> _DOCUMENT TEXT_:
* * * * *

Stories of Awful Tragedy and Supreme Heroism

Stand for Israel  |  May 1, 2019

PM Netanyahu and Holocaust survivor torch-lighters, April 30, 2019
PM Netanyahu and Holocaust survivor torch-lighters, April 30, 2019

As Israel prepared to observe Yom HaShoah (Holocaust Remembrance Day), PM Netanyahu and his wife Sara met with the six elderly Holocaust survivors and listened as these precious men and women shared their stories:

Prime Minister Netanyahu:
“Your stories are stories of awful tragedy and supreme heroism. You met with cold, suffering and tribulations and you overcame them. You triumphed. We triumphed. I will never forget this. My wife’s family, her father’s entire family, was wiped out.

In recent years, I have been in Hungary, in Budapest, at the memorial in Paris and in Thessaloniki. When we go there, to all of these places, we go in your names and I will tell you how we know that we won; you know how they looked at us? As a mighty power. We were dust there – and we return, and they look at us as a major power. It starts with the spirit.”

Sara Netanyahu:
“We want to wish all of you good health, many years, much tranquility, and joy from all your children and grandchildren. The stories of your heroism are inspiring.

When I listened to your stories, as a child, it took me back to my aunts and uncles who were children at your ages, and none of them survived. My father survived because he was here in Zion. He came here before the war, and he learned that he had nobody left. His younger sister was ten when she perished so when you told about a sister, a brother, mother, I heard this about my father who did not manage to see anyone; in effect, this is the heroism. We thank you.”

* * * * *

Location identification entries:
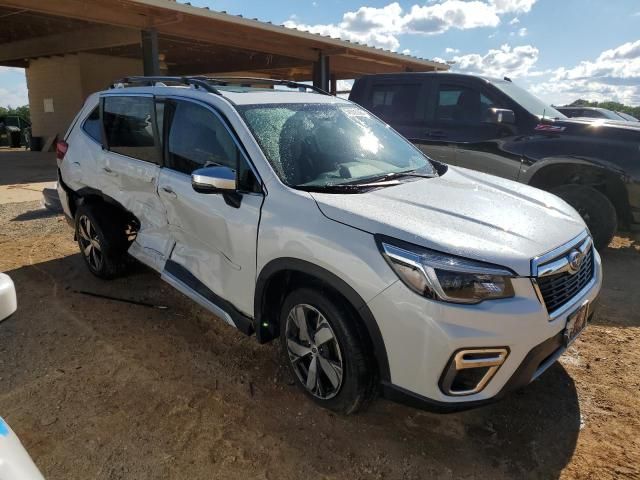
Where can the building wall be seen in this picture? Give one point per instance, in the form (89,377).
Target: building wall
(68,80)
(58,79)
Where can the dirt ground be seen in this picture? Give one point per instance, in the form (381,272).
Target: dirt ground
(107,390)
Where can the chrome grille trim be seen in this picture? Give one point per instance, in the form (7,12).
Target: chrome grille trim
(556,284)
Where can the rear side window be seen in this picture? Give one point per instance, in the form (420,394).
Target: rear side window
(395,102)
(91,125)
(129,127)
(461,104)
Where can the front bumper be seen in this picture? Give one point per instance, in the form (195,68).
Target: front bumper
(421,335)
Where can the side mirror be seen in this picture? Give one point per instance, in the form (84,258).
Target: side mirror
(214,180)
(500,115)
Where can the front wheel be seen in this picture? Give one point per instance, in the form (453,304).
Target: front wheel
(596,210)
(322,348)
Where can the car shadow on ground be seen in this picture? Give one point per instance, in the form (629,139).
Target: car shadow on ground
(136,380)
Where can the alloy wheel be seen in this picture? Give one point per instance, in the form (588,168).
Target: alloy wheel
(90,243)
(314,351)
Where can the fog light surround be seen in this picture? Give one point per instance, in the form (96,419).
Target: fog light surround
(471,369)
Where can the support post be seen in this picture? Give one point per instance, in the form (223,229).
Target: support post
(150,52)
(322,72)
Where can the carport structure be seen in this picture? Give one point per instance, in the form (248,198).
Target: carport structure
(71,48)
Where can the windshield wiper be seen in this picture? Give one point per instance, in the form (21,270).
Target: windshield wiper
(391,176)
(345,187)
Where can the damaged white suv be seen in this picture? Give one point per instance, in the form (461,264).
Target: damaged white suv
(299,215)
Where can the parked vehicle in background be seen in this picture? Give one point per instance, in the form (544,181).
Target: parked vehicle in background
(591,112)
(15,131)
(15,462)
(8,301)
(627,117)
(302,216)
(494,126)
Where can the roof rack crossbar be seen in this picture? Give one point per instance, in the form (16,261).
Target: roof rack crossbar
(198,82)
(206,83)
(253,80)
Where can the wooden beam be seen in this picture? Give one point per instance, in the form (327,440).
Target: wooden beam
(69,42)
(84,10)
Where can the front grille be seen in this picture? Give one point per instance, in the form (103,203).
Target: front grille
(558,289)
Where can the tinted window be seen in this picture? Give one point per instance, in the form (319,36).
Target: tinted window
(91,125)
(460,104)
(129,127)
(197,138)
(395,102)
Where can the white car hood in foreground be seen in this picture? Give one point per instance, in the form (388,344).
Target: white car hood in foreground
(15,462)
(465,213)
(8,303)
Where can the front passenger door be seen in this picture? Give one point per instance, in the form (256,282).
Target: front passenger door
(215,234)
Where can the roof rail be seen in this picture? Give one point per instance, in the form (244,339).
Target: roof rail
(198,82)
(222,81)
(206,83)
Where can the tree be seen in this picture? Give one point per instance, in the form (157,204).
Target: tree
(614,106)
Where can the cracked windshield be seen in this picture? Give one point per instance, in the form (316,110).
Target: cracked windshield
(316,145)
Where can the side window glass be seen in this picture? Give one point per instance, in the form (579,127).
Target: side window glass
(91,125)
(128,125)
(197,138)
(395,102)
(462,105)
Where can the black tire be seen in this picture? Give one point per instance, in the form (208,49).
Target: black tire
(595,208)
(104,240)
(357,377)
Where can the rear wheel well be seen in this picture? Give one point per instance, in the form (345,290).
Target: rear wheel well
(283,282)
(116,214)
(608,183)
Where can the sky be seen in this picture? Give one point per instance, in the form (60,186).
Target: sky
(560,50)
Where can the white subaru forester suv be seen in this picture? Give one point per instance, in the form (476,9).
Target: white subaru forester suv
(295,214)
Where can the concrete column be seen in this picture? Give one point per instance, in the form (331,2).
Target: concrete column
(150,52)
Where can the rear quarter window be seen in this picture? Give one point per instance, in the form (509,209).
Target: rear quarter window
(91,125)
(395,102)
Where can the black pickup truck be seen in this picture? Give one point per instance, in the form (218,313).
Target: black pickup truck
(494,126)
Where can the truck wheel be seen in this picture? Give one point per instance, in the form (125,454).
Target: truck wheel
(595,208)
(324,352)
(102,244)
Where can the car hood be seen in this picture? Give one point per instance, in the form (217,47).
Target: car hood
(464,213)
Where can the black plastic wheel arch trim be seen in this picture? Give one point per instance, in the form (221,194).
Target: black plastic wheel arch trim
(264,334)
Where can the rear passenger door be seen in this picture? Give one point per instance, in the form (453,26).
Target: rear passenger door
(129,169)
(459,121)
(215,234)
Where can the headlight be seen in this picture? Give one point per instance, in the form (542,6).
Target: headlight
(446,277)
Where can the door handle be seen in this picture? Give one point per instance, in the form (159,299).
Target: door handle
(169,191)
(436,133)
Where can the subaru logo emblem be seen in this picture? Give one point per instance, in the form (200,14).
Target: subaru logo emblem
(575,261)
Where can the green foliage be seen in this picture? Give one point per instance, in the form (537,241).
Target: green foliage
(614,106)
(20,112)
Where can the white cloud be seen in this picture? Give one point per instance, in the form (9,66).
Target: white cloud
(506,60)
(512,6)
(613,75)
(382,26)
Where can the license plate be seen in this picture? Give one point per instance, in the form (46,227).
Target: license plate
(576,323)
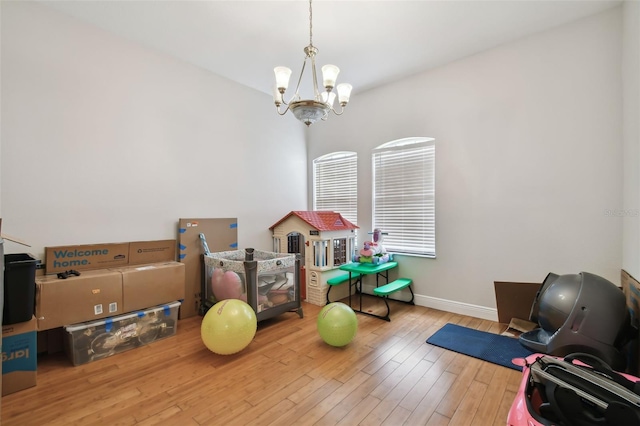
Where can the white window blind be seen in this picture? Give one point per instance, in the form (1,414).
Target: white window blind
(335,188)
(404,195)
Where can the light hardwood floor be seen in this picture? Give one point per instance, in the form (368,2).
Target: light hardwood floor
(388,375)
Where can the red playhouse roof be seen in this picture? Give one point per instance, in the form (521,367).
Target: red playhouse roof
(320,220)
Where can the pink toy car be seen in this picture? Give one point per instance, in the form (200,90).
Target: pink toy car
(578,389)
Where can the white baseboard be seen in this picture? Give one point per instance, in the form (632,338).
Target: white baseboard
(476,311)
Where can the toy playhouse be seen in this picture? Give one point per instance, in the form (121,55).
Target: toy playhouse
(324,239)
(268,282)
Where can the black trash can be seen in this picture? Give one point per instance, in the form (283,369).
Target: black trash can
(19,288)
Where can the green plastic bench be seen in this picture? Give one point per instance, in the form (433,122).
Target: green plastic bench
(385,290)
(341,279)
(392,287)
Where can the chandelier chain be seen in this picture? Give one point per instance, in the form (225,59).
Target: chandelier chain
(310,24)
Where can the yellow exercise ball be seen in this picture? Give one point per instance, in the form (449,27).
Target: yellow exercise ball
(228,327)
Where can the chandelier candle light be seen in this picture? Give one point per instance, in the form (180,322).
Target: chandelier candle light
(311,110)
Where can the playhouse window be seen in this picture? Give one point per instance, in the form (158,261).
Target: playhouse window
(339,251)
(352,248)
(293,243)
(321,253)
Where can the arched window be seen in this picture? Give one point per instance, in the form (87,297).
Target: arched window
(404,195)
(335,184)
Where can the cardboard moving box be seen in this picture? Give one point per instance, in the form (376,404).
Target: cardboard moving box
(221,235)
(149,285)
(101,256)
(90,296)
(19,356)
(104,293)
(514,300)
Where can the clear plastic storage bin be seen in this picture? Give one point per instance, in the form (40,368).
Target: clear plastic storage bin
(90,341)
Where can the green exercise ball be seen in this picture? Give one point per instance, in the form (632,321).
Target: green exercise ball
(337,324)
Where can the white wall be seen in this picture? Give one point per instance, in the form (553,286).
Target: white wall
(528,160)
(105,141)
(631,132)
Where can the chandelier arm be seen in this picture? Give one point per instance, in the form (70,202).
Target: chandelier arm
(338,113)
(283,112)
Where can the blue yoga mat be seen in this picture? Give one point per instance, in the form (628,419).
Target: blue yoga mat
(480,344)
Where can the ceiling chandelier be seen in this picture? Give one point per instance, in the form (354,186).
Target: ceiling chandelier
(311,110)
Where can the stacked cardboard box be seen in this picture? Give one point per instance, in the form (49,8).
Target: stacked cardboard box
(108,280)
(19,356)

* * * * *

> _STATED GOAL A_: Pick out every line in the entries that contains the word "exercise", and copy each of those lines unchanged.
> _STATED GOAL B_: Take the account of the Netanyahus' meeting with Holocaust survivors further, writing on from its last sentence.

> _EXPECTED ANSWER A_:
Where can the yellow exercise ball be seen in this picture? Give one point per instance, in the form (449,27).
Target: yellow exercise ball
Where can the green exercise ball be seen in this picture? Give one point per instance, in the form (632,321).
Target: green exercise ball

> _EXPECTED ANSWER B_:
And our friends at Arutz Sheva share these stories of “awful tragedy and supreme heroism” as told by those who survived this dark chapter in the history of the Jewish people and the world:

Bela Eizenman was born in 1927 in Lodz, Poland, to Moshe and Hinda Federman. When the Germans occupied Poland in September 1939, the goods in her father’s shop were requisitioned. A year later, the family was imprisoned in the Lodz ghetto. Thirteen people were crowded into their ghetto home. In May 1942, Moshe was interrogated at the German police headquarters, across from their house. Bela could hear his screams. Moshe succumbed to his injuries a few days later, and was buried in a mass grave.

Bela was put to work sewing and crocheting — including uniforms for German soldiers — filling her mother’s quota as well so that they could get more ration cards. In March 1943, German troops broke into Bela’s home and beat her eldest brother Chaim, who was lying down and visibly starving. When Bela and Hinda came back from work, they found him dying. “Tomorrow is the first day of spring, but I won’t live to see it,” he said. He died the next day.

Despite their work sewing uniforms, in the summer of 1944, Bela and Hinda were deported to Auschwitz. While on the ramp, Hinda told Bela to wear her coat so that she would look older. Hinda was murdered in the gas chambers. Bela, the last surviving member of her family, became sick and was destined for the gas chambers too, but a train to Bergen-Belsen was missing a female prisoner and Bela was sent in her place.

After reaching Hanover, Bela was carried to Bergen-Belsen by several women. She worked in a factory in Rochlitz, and in March 1945, she was sent on a death march with other prisoners. The women survived on snow and frozen potatoes. One night, Bela and three of her friends hid in the hay in a barn. The Germans poked the hay with their bayonets, but did not discover them. When the column of the death march vanished, they fled to the forest, getting caught in a snowstorm. Bela ultimately reached a Czech village, where she was liberated by the US Army.

Bela joined a group of Jewish orphans who sought to immigrate to Eretz Israel with the help of the “Youth Aliya” movement – thus fulfilling her late brother’s dream. During Bela’s journey to Eretz Israel she stayed in refugee camps in Italy, where she learned Hebrew. She also met Zvi Eizenman, also a Holocaust survivor, and they later married.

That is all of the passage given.